• **Aim of the task**
Filter the entries, keeping every line with the string "queried".

Referring expression data:
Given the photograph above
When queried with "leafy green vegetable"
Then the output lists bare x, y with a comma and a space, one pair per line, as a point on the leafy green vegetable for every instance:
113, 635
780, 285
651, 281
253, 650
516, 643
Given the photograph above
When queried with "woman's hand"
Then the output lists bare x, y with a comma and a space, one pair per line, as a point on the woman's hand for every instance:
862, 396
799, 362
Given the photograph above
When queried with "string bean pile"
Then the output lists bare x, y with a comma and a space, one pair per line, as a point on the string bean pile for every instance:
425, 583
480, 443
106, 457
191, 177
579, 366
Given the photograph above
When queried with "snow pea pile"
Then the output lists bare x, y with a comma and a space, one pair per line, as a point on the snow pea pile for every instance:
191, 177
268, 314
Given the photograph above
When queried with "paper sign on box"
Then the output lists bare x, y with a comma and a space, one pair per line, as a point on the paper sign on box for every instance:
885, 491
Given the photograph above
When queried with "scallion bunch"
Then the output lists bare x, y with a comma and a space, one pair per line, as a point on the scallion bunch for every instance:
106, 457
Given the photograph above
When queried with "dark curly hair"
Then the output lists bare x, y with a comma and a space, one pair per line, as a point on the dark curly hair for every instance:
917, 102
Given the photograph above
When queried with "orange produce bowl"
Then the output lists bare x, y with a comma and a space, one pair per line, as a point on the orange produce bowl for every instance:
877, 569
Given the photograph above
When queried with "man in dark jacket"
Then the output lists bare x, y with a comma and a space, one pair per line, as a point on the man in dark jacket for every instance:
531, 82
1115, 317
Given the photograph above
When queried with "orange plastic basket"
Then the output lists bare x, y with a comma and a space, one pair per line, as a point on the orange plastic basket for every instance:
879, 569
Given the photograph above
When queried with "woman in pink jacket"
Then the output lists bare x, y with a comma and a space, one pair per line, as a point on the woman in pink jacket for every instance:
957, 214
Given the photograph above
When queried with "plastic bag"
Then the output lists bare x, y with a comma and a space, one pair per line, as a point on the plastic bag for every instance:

• **Finished task**
When queried with "leafy green vegetable"
When queried with "woman's hand"
When queried with "string bean pile"
When queried with "snow pea pile"
When queried with "paper sign on box"
When queried with "scallion bunch"
When queried with "dark curly hair"
When queried with "orange produce bowl"
When queried with "man in dark jacket"
When queried with "orange plastic basket"
When queried with "woman in pink jacket"
When queried with "plastic bag"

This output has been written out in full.